AIM OF THE EXERCISE:
The entries below contain a line with "Phrase: tree trunk" and a line with "264, row 144.". Quote exactly those two lines and all lines between them.

THE INPUT:

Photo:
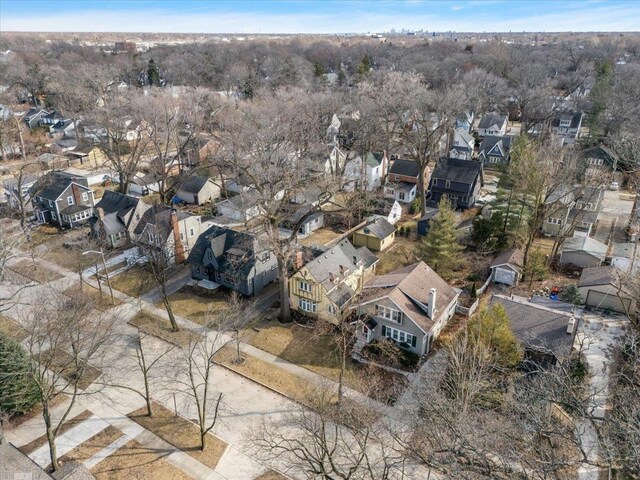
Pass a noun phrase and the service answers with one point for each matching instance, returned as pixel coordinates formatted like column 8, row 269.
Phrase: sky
column 318, row 16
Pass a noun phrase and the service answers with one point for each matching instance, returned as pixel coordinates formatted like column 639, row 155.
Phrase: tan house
column 325, row 287
column 376, row 236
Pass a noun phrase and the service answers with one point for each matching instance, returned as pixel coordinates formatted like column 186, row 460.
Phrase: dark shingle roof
column 408, row 168
column 538, row 327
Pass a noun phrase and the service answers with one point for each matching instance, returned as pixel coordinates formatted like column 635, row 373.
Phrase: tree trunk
column 285, row 309
column 51, row 439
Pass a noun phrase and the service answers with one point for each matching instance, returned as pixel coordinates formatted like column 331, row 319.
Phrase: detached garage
column 600, row 288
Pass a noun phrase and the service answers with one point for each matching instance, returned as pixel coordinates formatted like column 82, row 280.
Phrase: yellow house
column 377, row 236
column 324, row 287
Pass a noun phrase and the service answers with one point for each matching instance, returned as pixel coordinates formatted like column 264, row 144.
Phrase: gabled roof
column 193, row 184
column 337, row 263
column 491, row 119
column 379, row 228
column 514, row 257
column 538, row 327
column 407, row 168
column 457, row 170
column 585, row 244
column 409, row 289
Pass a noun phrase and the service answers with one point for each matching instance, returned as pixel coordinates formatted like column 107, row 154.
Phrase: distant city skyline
column 318, row 17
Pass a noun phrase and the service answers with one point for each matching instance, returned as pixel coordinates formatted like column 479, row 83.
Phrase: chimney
column 179, row 248
column 431, row 307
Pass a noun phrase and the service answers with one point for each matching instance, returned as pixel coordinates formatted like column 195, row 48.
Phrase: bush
column 18, row 391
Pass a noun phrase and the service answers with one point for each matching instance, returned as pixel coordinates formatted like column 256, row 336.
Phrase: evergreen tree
column 492, row 328
column 153, row 74
column 441, row 249
column 18, row 392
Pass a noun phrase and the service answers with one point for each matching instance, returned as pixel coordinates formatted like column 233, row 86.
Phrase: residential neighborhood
column 400, row 255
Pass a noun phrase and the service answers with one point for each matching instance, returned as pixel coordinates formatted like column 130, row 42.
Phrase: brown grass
column 66, row 426
column 161, row 328
column 398, row 255
column 92, row 295
column 92, row 446
column 134, row 282
column 181, row 433
column 196, row 304
column 34, row 272
column 322, row 236
column 63, row 364
column 134, row 461
column 12, row 329
column 280, row 380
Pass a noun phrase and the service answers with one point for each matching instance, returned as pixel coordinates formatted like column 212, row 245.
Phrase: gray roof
column 337, row 263
column 584, row 244
column 407, row 168
column 379, row 228
column 193, row 184
column 490, row 119
column 538, row 327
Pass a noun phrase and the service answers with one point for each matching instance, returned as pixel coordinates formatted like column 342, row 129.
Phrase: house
column 376, row 236
column 508, row 266
column 311, row 223
column 144, row 185
column 458, row 180
column 493, row 124
column 16, row 191
column 572, row 210
column 601, row 288
column 582, row 251
column 463, row 145
column 171, row 231
column 566, row 126
column 546, row 335
column 242, row 207
column 599, row 161
column 402, row 180
column 495, row 151
column 365, row 174
column 326, row 286
column 410, row 306
column 237, row 260
column 116, row 217
column 197, row 190
column 423, row 223
column 62, row 199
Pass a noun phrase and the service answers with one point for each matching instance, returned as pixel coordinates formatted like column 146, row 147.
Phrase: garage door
column 603, row 301
column 508, row 277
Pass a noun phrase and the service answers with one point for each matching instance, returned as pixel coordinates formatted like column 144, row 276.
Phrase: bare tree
column 66, row 341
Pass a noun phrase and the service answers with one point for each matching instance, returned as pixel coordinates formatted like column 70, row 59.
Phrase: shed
column 582, row 252
column 507, row 267
column 376, row 236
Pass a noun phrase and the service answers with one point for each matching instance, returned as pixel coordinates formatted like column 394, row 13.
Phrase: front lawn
column 181, row 433
column 134, row 282
column 197, row 304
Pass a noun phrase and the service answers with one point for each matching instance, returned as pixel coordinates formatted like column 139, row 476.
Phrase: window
column 389, row 313
column 399, row 336
column 307, row 305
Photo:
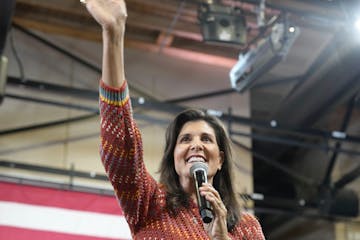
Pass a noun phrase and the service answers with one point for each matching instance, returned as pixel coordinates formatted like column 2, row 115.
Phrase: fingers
column 213, row 196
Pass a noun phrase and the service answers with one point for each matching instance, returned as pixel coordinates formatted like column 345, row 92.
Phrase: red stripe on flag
column 14, row 233
column 59, row 198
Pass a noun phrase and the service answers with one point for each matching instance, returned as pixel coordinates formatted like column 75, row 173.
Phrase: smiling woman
column 165, row 210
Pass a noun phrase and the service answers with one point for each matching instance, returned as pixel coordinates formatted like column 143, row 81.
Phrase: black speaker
column 345, row 203
column 222, row 24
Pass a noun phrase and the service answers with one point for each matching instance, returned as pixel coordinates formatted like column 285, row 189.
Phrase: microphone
column 199, row 172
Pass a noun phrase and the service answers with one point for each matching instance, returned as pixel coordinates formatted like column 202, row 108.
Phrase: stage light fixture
column 222, row 24
column 267, row 52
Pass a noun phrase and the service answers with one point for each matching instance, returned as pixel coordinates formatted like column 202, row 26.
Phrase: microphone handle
column 204, row 205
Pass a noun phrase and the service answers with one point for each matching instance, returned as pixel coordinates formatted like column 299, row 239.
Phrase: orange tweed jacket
column 140, row 196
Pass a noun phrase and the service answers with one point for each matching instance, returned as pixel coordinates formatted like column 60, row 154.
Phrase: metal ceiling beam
column 347, row 178
column 51, row 170
column 288, row 171
column 173, row 108
column 47, row 124
column 297, row 143
column 344, row 125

RESULT:
Phrase: tree trunk
column 285, row 309
column 51, row 439
Pass a noun phrase and the service answers with one point for each matching instance, returned as pixel coordinates formatted like column 331, row 319.
Phrase: detached garage
column 600, row 288
Pass a noun phrase and the service answers with one point for each matching instance, returned as pixel coordinates formatted like column 82, row 280.
Phrase: yellow house
column 377, row 236
column 324, row 287
Pass a noun phrase and the service answers with one point for each matching instance, returned as pixel coordinates formatted like column 264, row 144.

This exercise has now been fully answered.